Picture shape labeling items:
---------------
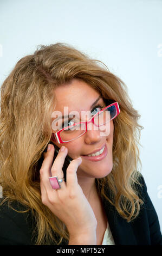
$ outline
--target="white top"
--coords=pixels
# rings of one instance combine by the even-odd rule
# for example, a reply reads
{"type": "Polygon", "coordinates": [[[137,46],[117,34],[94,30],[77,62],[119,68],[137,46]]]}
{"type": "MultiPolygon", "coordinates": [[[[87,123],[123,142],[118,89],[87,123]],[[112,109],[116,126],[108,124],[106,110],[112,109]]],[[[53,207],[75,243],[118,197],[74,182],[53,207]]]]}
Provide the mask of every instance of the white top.
{"type": "Polygon", "coordinates": [[[112,234],[111,230],[107,222],[107,229],[105,230],[102,243],[101,245],[115,245],[114,241],[112,234]]]}

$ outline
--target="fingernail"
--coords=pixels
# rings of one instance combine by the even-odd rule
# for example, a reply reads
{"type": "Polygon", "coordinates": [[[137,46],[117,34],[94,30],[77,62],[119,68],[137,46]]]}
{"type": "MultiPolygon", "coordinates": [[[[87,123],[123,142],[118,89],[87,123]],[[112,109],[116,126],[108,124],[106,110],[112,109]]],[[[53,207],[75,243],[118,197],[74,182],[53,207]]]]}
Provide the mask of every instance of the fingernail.
{"type": "Polygon", "coordinates": [[[62,146],[61,148],[60,151],[61,151],[61,152],[62,152],[62,151],[64,150],[64,149],[65,149],[65,147],[62,146]]]}
{"type": "Polygon", "coordinates": [[[51,144],[49,144],[48,145],[48,147],[47,147],[47,151],[49,151],[50,150],[50,148],[51,148],[51,144]]]}

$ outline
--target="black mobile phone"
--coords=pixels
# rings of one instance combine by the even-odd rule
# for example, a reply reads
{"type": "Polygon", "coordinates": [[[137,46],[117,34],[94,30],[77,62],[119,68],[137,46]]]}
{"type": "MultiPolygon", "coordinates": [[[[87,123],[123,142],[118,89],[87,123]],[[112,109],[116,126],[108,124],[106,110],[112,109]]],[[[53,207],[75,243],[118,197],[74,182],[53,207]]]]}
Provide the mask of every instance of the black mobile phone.
{"type": "MultiPolygon", "coordinates": [[[[57,147],[56,145],[55,145],[51,141],[49,142],[49,144],[52,144],[53,145],[54,145],[54,146],[55,147],[55,153],[54,153],[54,156],[53,161],[53,163],[55,160],[56,159],[56,156],[57,156],[57,155],[59,154],[59,151],[60,150],[60,148],[59,148],[59,147],[57,147]]],[[[47,150],[47,147],[46,148],[44,151],[43,152],[42,156],[41,156],[41,159],[40,159],[40,160],[38,161],[39,162],[38,163],[38,166],[39,169],[40,169],[41,168],[41,166],[42,164],[42,162],[43,162],[43,161],[44,160],[43,153],[46,153],[47,150]]],[[[72,157],[70,157],[68,155],[67,155],[67,156],[65,158],[64,164],[63,164],[63,167],[62,167],[62,170],[63,170],[63,175],[64,175],[64,178],[65,182],[66,181],[66,170],[67,170],[67,169],[69,163],[70,163],[70,162],[73,160],[73,159],[72,157]]],[[[59,179],[61,179],[62,178],[62,177],[59,177],[59,179]]]]}

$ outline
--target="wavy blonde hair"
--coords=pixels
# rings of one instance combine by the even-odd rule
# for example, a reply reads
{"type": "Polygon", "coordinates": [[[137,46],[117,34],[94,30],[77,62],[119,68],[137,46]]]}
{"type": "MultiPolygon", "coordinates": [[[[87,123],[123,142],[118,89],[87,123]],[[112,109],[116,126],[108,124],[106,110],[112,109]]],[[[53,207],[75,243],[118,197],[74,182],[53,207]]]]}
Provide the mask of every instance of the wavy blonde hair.
{"type": "Polygon", "coordinates": [[[21,58],[1,87],[0,115],[1,184],[4,200],[17,200],[36,220],[36,245],[60,244],[69,239],[68,230],[41,201],[37,164],[51,137],[55,89],[73,78],[81,80],[104,99],[119,103],[114,119],[113,167],[97,179],[100,195],[128,222],[138,215],[143,201],[137,184],[141,174],[138,146],[140,117],[132,106],[127,87],[99,60],[69,45],[40,45],[33,54],[21,58]],[[105,188],[111,191],[109,197],[105,188]],[[60,237],[53,236],[53,231],[60,237]]]}

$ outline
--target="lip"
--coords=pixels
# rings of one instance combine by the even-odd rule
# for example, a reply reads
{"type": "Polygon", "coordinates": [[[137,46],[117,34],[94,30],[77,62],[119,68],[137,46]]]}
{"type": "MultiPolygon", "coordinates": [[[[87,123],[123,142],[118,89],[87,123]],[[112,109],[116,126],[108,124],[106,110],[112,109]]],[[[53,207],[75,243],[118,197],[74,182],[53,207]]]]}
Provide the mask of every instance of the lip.
{"type": "MultiPolygon", "coordinates": [[[[105,143],[104,143],[104,144],[102,145],[102,146],[101,148],[100,148],[99,149],[96,149],[95,150],[93,151],[90,153],[86,154],[86,155],[92,155],[92,154],[96,153],[96,152],[98,152],[98,151],[100,151],[101,149],[102,149],[103,148],[103,147],[106,145],[106,143],[105,142],[105,143]]],[[[81,156],[85,156],[85,155],[81,155],[81,156]]]]}
{"type": "MultiPolygon", "coordinates": [[[[102,147],[102,148],[103,147],[104,145],[102,147]]],[[[101,149],[102,149],[102,148],[101,148],[101,149]]],[[[96,151],[95,151],[96,152],[96,151]]],[[[96,162],[98,161],[101,161],[102,159],[103,159],[105,157],[106,157],[106,156],[107,155],[107,153],[108,153],[108,150],[107,148],[107,145],[106,145],[106,143],[105,143],[105,147],[104,150],[101,155],[99,155],[99,156],[84,156],[83,155],[81,155],[81,157],[83,157],[83,159],[85,159],[86,160],[87,160],[89,161],[96,162]]]]}

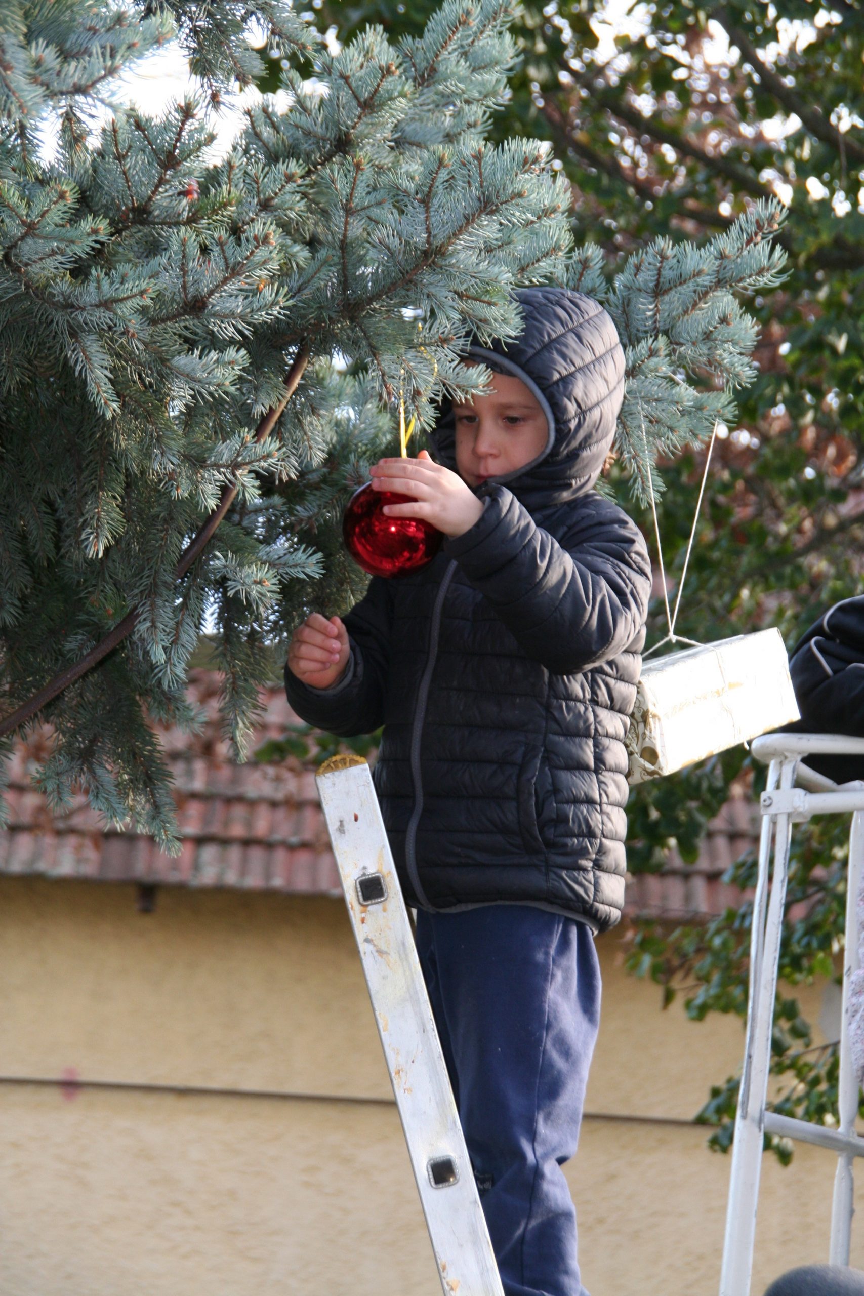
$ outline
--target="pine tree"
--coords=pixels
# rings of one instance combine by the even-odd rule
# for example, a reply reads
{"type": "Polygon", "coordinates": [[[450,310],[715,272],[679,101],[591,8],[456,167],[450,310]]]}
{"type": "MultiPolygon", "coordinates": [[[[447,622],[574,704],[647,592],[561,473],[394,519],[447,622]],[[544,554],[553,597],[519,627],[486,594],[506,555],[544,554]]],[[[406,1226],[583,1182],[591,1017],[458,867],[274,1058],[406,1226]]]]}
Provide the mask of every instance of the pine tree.
{"type": "Polygon", "coordinates": [[[211,114],[262,71],[250,8],[19,0],[0,19],[0,734],[49,721],[49,801],[79,785],[166,849],[149,721],[194,726],[205,617],[242,756],[272,645],[361,590],[338,517],[394,407],[427,428],[486,380],[460,349],[513,336],[514,285],[606,301],[642,495],[658,454],[732,417],[755,341],[734,293],[781,264],[777,205],[706,248],[658,241],[613,283],[574,254],[548,146],[486,141],[510,0],[446,0],[422,36],[370,27],[337,54],[277,3],[254,14],[288,106],[250,110],[219,163],[211,114]],[[95,130],[117,73],[168,39],[202,96],[95,130]]]}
---------------
**Aim**
Reproduce the listing word for word and omit its pictures.

**Solution to this task**
$ outline
--target="white top"
--coords=pixels
# rings of one instance combine by the even-odd rule
# for example, a reply reads
{"type": "Polygon", "coordinates": [[[137,46],[117,34],[94,30],[77,62],[119,68],[137,46]]]}
{"type": "MultiPolygon", "coordinates": [[[[87,123],[123,142],[118,89],[87,123]],[[112,109],[116,126],[108,124],[106,110],[112,109]]],[[[53,207],[75,243],[118,197],[74,182],[53,207]]]]}
Provide the mask of every instance of the white top.
{"type": "Polygon", "coordinates": [[[112,234],[111,230],[107,222],[107,229],[105,230],[102,243],[101,245],[115,245],[114,241],[112,234]]]}

$ outline
--target="fingernail"
--coords=pixels
# rings of one instance combine by the even-odd rule
# for example, a reply reads
{"type": "Polygon", "coordinates": [[[137,46],[117,34],[94,30],[77,62],[119,68],[137,46]]]}
{"type": "MultiPolygon", "coordinates": [[[[87,123],[123,142],[118,89],[87,123]],[[112,109],[116,126],[108,124],[106,110],[112,109]]],[[[53,207],[75,243],[118,197],[74,182],[53,207]]]]}
Provide the mask of every instance of the fingernail.
{"type": "Polygon", "coordinates": [[[62,146],[61,148],[60,151],[61,151],[61,152],[62,152],[62,151],[64,150],[64,149],[65,149],[65,147],[62,146]]]}
{"type": "Polygon", "coordinates": [[[51,144],[49,144],[48,145],[48,147],[47,147],[47,151],[49,151],[50,150],[50,148],[51,148],[51,144]]]}

$ outline
--target="black mobile phone"
--coords=pixels
# rings of one instance combine by the even-odd rule
# for example, a reply reads
{"type": "Polygon", "coordinates": [[[137,46],[117,34],[94,30],[77,62],[119,68],[137,46]]]}
{"type": "MultiPolygon", "coordinates": [[[[87,123],[123,142],[118,89],[87,123]],[[112,109],[116,126],[108,124],[106,110],[112,109]]],[[[53,207],[75,243],[118,197],[74,182],[53,207]]]]}
Provide the mask of every instance of the black mobile phone.
{"type": "MultiPolygon", "coordinates": [[[[57,147],[56,145],[55,145],[51,141],[49,142],[49,144],[52,144],[53,145],[54,145],[54,146],[55,147],[55,153],[54,153],[54,156],[53,161],[53,163],[55,160],[56,159],[56,156],[57,156],[57,155],[59,154],[59,151],[60,150],[60,148],[59,148],[59,147],[57,147]]],[[[47,150],[47,147],[46,148],[44,151],[43,152],[42,156],[41,156],[41,159],[40,159],[40,160],[38,161],[39,162],[38,163],[38,166],[39,169],[40,169],[41,168],[41,166],[42,164],[42,162],[43,162],[43,161],[44,160],[43,153],[46,153],[47,150]]],[[[72,157],[70,157],[68,155],[67,155],[67,156],[65,158],[64,164],[63,164],[63,167],[62,167],[62,170],[63,170],[63,175],[64,175],[64,178],[65,182],[66,181],[66,170],[67,170],[67,169],[69,163],[70,163],[70,162],[73,160],[73,159],[72,157]]],[[[59,179],[61,179],[62,178],[62,177],[59,177],[59,179]]]]}

$ outline
--target="wavy blonde hair"
--coords=pixels
# rings of one instance combine by the even-odd rule
# for example, a reply reads
{"type": "Polygon", "coordinates": [[[137,46],[117,34],[94,30],[77,62],[119,68],[137,46]]]}
{"type": "MultiPolygon", "coordinates": [[[[87,123],[123,142],[118,89],[87,123]],[[112,109],[116,126],[108,124],[106,110],[112,109]]],[[[53,207],[75,243],[118,197],[74,182],[53,207]]]]}
Provide the mask of every instance of the wavy blonde hair.
{"type": "Polygon", "coordinates": [[[21,58],[1,87],[0,115],[1,184],[4,200],[17,200],[36,220],[36,245],[60,244],[69,239],[68,230],[41,201],[37,164],[51,137],[55,89],[73,78],[81,80],[104,99],[119,103],[114,119],[113,167],[97,179],[100,195],[128,222],[138,215],[143,201],[137,184],[141,174],[138,146],[140,117],[132,106],[127,87],[99,60],[69,45],[40,45],[33,54],[21,58]],[[105,188],[111,191],[109,197],[105,188]],[[60,237],[53,236],[53,231],[60,237]]]}

$ outline
--target="lip"
--coords=pixels
# rings of one instance combine by the even-odd rule
# for example, a reply reads
{"type": "Polygon", "coordinates": [[[137,46],[117,34],[94,30],[77,62],[119,68],[137,46]]]}
{"type": "MultiPolygon", "coordinates": [[[[87,123],[123,142],[118,89],[87,123]],[[112,109],[116,126],[108,124],[106,110],[112,109]]],[[[53,207],[75,243],[118,197],[74,182],[53,207]]]]}
Provide the mask of every instance of the lip.
{"type": "MultiPolygon", "coordinates": [[[[105,143],[104,143],[104,144],[102,145],[102,146],[101,148],[100,148],[99,149],[96,149],[95,150],[93,151],[90,153],[86,154],[86,155],[92,155],[92,154],[96,153],[96,152],[98,152],[98,151],[100,151],[101,149],[102,149],[103,148],[103,147],[106,145],[106,143],[105,142],[105,143]]],[[[81,156],[85,156],[85,155],[81,155],[81,156]]]]}
{"type": "MultiPolygon", "coordinates": [[[[102,147],[102,148],[103,147],[104,145],[102,147]]],[[[101,149],[102,149],[102,148],[101,148],[101,149]]],[[[96,151],[95,151],[96,152],[96,151]]],[[[96,162],[98,161],[101,161],[102,159],[103,159],[105,157],[106,157],[106,156],[107,155],[107,153],[108,153],[108,150],[107,148],[107,145],[106,145],[106,143],[105,143],[105,147],[104,150],[101,155],[99,155],[99,156],[84,156],[83,155],[81,155],[81,157],[83,157],[83,159],[85,159],[86,160],[87,160],[89,161],[96,162]]]]}

$ outline
--target="pine tree"
--coords=pixels
# rings of one instance combine by the even-odd rule
# for example, a reply reads
{"type": "Polygon", "coordinates": [[[450,310],[715,272],[679,101],[591,8],[456,167],[450,310]]]}
{"type": "MultiPolygon", "coordinates": [[[[447,622],[574,704],[647,592],[561,473],[394,519],[447,622]],[[544,554],[553,597],[519,627],[486,594],[506,555],[544,554]]],[[[406,1226],[583,1182],[591,1017],[458,867],[274,1058],[406,1226]]]]}
Provide the mask of every instance of the pine tree.
{"type": "Polygon", "coordinates": [[[211,114],[262,71],[250,8],[19,0],[0,19],[0,734],[49,721],[49,801],[79,785],[166,849],[149,721],[194,726],[205,617],[242,756],[272,645],[361,590],[338,517],[394,407],[427,428],[486,380],[460,349],[513,336],[514,285],[606,301],[642,495],[658,454],[732,417],[755,341],[734,293],[781,264],[777,205],[706,248],[658,241],[613,283],[574,254],[548,146],[486,141],[510,0],[446,0],[422,36],[370,27],[337,54],[277,3],[254,14],[288,106],[250,110],[219,163],[211,114]],[[95,130],[117,73],[168,39],[202,96],[95,130]]]}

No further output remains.